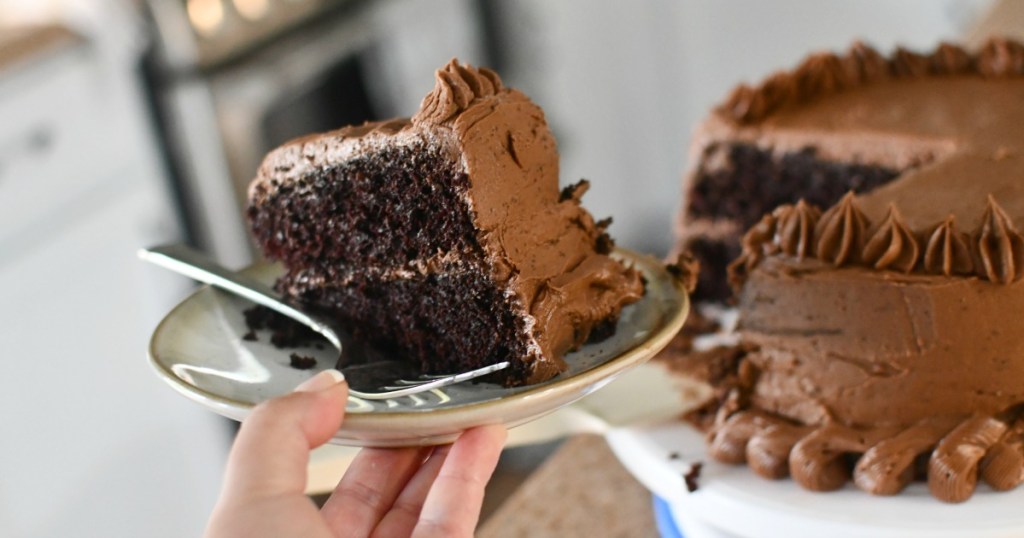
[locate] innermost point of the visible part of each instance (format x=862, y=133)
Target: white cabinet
x=93, y=443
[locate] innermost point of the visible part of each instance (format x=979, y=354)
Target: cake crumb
x=302, y=362
x=690, y=477
x=686, y=270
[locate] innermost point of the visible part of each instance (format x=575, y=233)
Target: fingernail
x=325, y=379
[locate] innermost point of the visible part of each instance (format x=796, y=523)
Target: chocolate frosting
x=960, y=450
x=948, y=251
x=1000, y=247
x=841, y=233
x=892, y=245
x=545, y=250
x=896, y=321
x=795, y=232
x=952, y=470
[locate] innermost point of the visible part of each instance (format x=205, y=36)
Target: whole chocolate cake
x=870, y=207
x=444, y=239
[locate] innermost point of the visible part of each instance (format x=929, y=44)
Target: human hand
x=419, y=491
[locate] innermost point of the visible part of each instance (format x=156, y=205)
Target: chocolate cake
x=868, y=208
x=444, y=238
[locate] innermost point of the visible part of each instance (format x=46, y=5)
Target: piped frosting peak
x=795, y=231
x=841, y=233
x=456, y=87
x=843, y=236
x=948, y=251
x=892, y=245
x=1000, y=247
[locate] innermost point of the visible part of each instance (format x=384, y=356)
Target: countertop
x=580, y=490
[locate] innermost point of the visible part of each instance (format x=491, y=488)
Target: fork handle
x=197, y=265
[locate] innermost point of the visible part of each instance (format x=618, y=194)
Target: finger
x=400, y=520
x=453, y=506
x=271, y=451
x=370, y=487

◆ **DE OPDRACHT**: Vervang in alle bovenstaande regels "innermost point" door "central point" en laat de rest ongewijzigd. Neem de afbeeldingen niet op in uw antwoord.

◆ **UITWERKING**:
[locate] central point of the visible part of each instance (format x=862, y=133)
Target: white cabinet
x=93, y=443
[locate] central point of the visible part of each instance (format x=979, y=354)
Target: cake crumb
x=302, y=362
x=690, y=477
x=686, y=270
[locate] central point of the visible part of each instance (format x=575, y=233)
Target: fingernail
x=325, y=379
[locate] central point of the visible part of each instance (format x=796, y=523)
Target: chocolate frosting
x=960, y=450
x=948, y=251
x=1000, y=247
x=841, y=233
x=892, y=245
x=545, y=250
x=896, y=321
x=795, y=232
x=952, y=470
[locate] central point of the visible part of each instance (format x=205, y=36)
Target: whole chocolate cake
x=870, y=207
x=444, y=239
[locate] central point of the visible part of each instance (format x=929, y=44)
Target: human hand
x=419, y=491
[locate] central point of the visible part of each instance (format x=156, y=205)
Target: chocolate cake
x=868, y=208
x=444, y=238
[locate] central point of the visible part of each instance (format x=46, y=5)
Target: piped frosting peak
x=795, y=231
x=841, y=233
x=456, y=87
x=843, y=236
x=948, y=251
x=892, y=245
x=1000, y=247
[locate] central point of the visible part of each instance (format x=384, y=356)
Target: countertop
x=580, y=490
[locate] central point of the visible part of each instance (format x=491, y=488)
Target: fork handle
x=197, y=265
[locate] central point of the visible part of each instance (format x=618, y=194)
Target: finger
x=400, y=520
x=453, y=506
x=271, y=451
x=370, y=487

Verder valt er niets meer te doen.